● **Your goal**: Copy out every one of the following lines character for character, with nothing changed.
======== Records for the task ========
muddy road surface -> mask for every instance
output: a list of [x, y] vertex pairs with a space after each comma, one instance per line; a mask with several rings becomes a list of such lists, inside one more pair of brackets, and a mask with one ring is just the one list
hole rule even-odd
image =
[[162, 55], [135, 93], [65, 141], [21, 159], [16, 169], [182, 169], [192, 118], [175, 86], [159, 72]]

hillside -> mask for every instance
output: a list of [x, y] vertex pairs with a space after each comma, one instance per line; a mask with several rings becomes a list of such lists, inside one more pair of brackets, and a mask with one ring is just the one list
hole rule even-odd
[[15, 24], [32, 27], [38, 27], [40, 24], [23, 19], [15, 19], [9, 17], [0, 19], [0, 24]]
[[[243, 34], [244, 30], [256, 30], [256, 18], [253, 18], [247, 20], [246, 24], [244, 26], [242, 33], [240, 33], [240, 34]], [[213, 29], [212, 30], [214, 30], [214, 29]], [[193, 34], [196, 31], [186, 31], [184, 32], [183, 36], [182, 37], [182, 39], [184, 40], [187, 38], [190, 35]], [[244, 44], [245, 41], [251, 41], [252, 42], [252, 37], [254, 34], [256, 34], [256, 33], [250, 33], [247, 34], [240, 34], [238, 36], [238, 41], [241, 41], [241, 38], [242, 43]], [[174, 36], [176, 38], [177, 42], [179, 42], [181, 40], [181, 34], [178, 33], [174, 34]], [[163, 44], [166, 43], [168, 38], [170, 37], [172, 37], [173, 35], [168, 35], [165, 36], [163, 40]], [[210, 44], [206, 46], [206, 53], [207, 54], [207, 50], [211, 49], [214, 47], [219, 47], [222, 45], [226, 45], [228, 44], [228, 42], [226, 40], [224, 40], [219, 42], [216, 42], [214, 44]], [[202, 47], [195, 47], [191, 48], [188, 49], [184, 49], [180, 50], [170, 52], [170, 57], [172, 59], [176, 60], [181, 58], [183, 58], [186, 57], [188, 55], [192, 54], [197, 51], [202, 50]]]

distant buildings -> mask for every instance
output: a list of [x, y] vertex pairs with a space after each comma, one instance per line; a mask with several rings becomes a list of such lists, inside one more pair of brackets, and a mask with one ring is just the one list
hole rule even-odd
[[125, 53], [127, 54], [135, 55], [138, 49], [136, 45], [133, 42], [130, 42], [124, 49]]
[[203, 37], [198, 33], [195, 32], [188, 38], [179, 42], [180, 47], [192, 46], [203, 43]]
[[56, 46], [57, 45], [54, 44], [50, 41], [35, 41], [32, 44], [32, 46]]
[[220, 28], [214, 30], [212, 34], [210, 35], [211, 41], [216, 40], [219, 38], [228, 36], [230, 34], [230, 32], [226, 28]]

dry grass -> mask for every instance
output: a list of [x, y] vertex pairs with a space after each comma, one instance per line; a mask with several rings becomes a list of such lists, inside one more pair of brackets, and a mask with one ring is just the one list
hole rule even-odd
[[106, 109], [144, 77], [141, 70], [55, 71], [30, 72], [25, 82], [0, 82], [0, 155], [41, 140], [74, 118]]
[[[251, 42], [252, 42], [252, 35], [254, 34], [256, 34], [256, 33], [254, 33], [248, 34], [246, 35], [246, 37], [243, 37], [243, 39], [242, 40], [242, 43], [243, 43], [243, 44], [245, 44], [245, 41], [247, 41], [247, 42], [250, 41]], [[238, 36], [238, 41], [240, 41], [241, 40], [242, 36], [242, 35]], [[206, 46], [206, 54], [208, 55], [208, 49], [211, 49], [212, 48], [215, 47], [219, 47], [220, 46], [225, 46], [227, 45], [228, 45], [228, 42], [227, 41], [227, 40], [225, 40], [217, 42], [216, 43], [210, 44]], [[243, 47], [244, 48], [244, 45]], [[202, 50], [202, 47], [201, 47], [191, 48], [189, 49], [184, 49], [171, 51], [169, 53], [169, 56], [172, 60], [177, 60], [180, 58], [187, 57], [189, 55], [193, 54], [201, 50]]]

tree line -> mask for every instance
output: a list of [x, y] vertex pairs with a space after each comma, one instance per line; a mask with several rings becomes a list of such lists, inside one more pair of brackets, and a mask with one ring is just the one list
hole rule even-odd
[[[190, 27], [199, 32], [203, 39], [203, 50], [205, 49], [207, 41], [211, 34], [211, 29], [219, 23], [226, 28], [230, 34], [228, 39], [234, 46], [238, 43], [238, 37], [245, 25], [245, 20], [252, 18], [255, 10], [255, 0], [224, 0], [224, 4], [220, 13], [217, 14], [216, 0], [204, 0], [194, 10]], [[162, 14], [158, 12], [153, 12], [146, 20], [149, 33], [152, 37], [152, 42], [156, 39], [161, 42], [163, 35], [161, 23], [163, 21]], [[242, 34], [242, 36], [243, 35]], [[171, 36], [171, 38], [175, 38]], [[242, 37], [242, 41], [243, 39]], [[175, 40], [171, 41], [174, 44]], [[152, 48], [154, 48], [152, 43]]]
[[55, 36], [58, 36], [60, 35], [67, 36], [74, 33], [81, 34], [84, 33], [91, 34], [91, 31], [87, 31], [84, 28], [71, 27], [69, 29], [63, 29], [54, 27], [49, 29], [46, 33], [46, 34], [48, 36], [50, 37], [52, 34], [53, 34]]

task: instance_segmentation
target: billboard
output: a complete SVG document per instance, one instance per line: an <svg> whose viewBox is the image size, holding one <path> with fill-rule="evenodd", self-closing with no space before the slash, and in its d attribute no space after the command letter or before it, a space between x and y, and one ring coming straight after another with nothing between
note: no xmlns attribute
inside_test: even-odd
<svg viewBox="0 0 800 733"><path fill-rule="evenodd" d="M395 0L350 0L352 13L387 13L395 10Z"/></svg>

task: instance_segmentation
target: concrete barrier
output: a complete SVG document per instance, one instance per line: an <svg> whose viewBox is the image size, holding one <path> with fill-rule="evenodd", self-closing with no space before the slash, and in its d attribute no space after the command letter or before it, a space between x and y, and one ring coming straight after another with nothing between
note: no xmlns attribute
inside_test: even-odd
========
● **Exercise output**:
muddy road surface -> mask for every instance
output: a list of [x, y] vertex pairs with a space after each comma, one instance per line; a mask with several rings becomes a list of such lists, inside one more pair of brackets, and a mask with one ring is just the one list
hole rule even-odd
image =
[[162, 55], [135, 93], [65, 141], [21, 159], [16, 169], [182, 169], [192, 118], [175, 86], [159, 72]]

hillside -> mask for every instance
output: a list of [x, y] vertex pairs with a space after each comma, one instance per line; a mask with several rings becomes a list of such lists, inside one more pair of brackets, and a mask with one ring is just the one list
hole rule even-odd
[[15, 24], [32, 27], [38, 27], [40, 24], [23, 19], [15, 19], [9, 17], [0, 19], [0, 24]]
[[[243, 34], [244, 30], [256, 30], [256, 18], [253, 18], [247, 20], [246, 24], [244, 26], [242, 33], [240, 33], [240, 34]], [[213, 29], [212, 30], [214, 30], [214, 29]], [[193, 34], [196, 31], [186, 31], [184, 32], [183, 36], [182, 37], [182, 39], [184, 40], [187, 38], [190, 35]], [[244, 44], [245, 41], [251, 41], [252, 42], [252, 37], [254, 34], [256, 34], [256, 33], [250, 33], [247, 34], [240, 34], [238, 36], [238, 41], [241, 41], [241, 38], [242, 43]], [[174, 36], [176, 38], [177, 42], [179, 42], [181, 40], [181, 34], [178, 33], [174, 34]], [[163, 44], [166, 43], [168, 38], [170, 37], [172, 37], [173, 35], [168, 35], [165, 36], [163, 40]], [[210, 44], [206, 46], [206, 53], [207, 54], [207, 50], [211, 49], [214, 47], [219, 47], [222, 45], [226, 45], [228, 44], [228, 42], [226, 40], [224, 40], [219, 42], [216, 42], [214, 44]], [[202, 47], [195, 47], [191, 48], [188, 49], [184, 49], [180, 50], [170, 52], [170, 57], [172, 59], [176, 60], [181, 58], [183, 58], [186, 57], [188, 55], [192, 54], [197, 51], [202, 50]]]

distant buildings -> mask for every instance
output: a list of [x, y] vertex pairs with a space after each comma, one instance per line; a mask with several rings becomes a list of such lists, inside one more pair of brackets, and a mask with one ring is just the one list
hole rule even-odd
[[125, 53], [127, 54], [135, 55], [138, 49], [136, 45], [133, 42], [130, 42], [124, 49]]
[[203, 37], [198, 33], [195, 32], [188, 38], [179, 42], [180, 47], [192, 46], [203, 43]]
[[56, 46], [57, 45], [54, 44], [50, 41], [35, 41], [32, 44], [32, 46]]
[[220, 28], [214, 30], [212, 34], [210, 35], [211, 41], [216, 40], [219, 38], [228, 36], [230, 34], [230, 32], [226, 28]]

dry grass -> mask for every instance
output: a list of [x, y] vertex pairs with a space after each comma, one instance per line; a mask with several rings becomes a list of such lists, inside one more pair of brackets, and a mask with one ring is just the one list
hole rule even-odd
[[106, 109], [144, 77], [141, 70], [55, 71], [30, 72], [25, 82], [0, 82], [0, 155], [41, 140], [74, 118]]
[[[251, 42], [252, 42], [252, 35], [254, 34], [256, 34], [256, 33], [254, 33], [248, 34], [246, 35], [246, 37], [243, 37], [243, 39], [242, 40], [242, 43], [243, 43], [243, 44], [245, 44], [245, 41], [247, 41], [247, 42], [250, 41]], [[238, 36], [238, 41], [240, 41], [241, 40], [242, 36], [242, 35]], [[206, 46], [206, 54], [208, 55], [208, 49], [211, 49], [212, 48], [215, 47], [219, 47], [220, 46], [225, 46], [227, 45], [228, 45], [228, 42], [227, 41], [227, 40], [225, 40], [217, 42], [216, 43], [210, 44]], [[243, 47], [244, 48], [244, 45]], [[202, 50], [202, 47], [201, 47], [191, 48], [189, 49], [184, 49], [171, 51], [169, 53], [169, 56], [172, 60], [177, 60], [180, 58], [187, 57], [189, 55], [193, 54], [201, 50]]]

tree line -> mask for every instance
output: a list of [x, y] vertex pairs with a space after each comma, one instance per line; a mask with several rings becomes a list of such lists, inside one more pair of brackets, and a mask with one ring is just the one list
hole rule even-odd
[[[190, 27], [199, 32], [203, 39], [203, 50], [205, 49], [207, 41], [211, 34], [211, 29], [219, 23], [226, 28], [230, 34], [228, 39], [234, 46], [238, 43], [238, 37], [245, 25], [245, 20], [252, 18], [255, 10], [255, 0], [224, 0], [224, 4], [220, 13], [217, 14], [216, 0], [204, 0], [194, 10]], [[162, 14], [158, 12], [153, 12], [146, 20], [149, 33], [152, 37], [152, 42], [156, 39], [161, 42], [163, 35], [161, 23], [163, 21]], [[242, 34], [242, 36], [243, 35]], [[171, 36], [171, 38], [175, 38]], [[242, 37], [242, 41], [243, 39]], [[175, 40], [171, 41], [174, 44]], [[152, 48], [154, 48], [152, 43]]]
[[55, 36], [58, 36], [60, 35], [67, 36], [74, 33], [81, 34], [84, 33], [91, 34], [91, 31], [87, 31], [84, 28], [71, 27], [69, 29], [63, 29], [54, 27], [49, 29], [46, 33], [46, 34], [48, 36], [50, 37], [52, 34], [53, 34]]

task: instance_segmentation
target: billboard
output: a complete SVG document per instance, one instance per line: an <svg> whose viewBox is the image size, holding one <path> with fill-rule="evenodd", self-closing with no space before the slash, and in its d attribute no space after the command letter or before it, a space between x and y, and one ring coming straight after another with nothing between
note: no xmlns attribute
inside_test: even-odd
<svg viewBox="0 0 800 733"><path fill-rule="evenodd" d="M395 0L350 0L352 13L387 13L395 10Z"/></svg>

task: instance_segmentation
target: concrete barrier
output: a complete SVG document per instance, one instance per line: an <svg> whose viewBox is the image size, holding one <path> with fill-rule="evenodd", self-closing with no space before the slash, and in its d attribute no space after the command letter or before it, a space between x and y, and one ring coming straight after another with nothing between
note: no xmlns attribute
inside_test: even-odd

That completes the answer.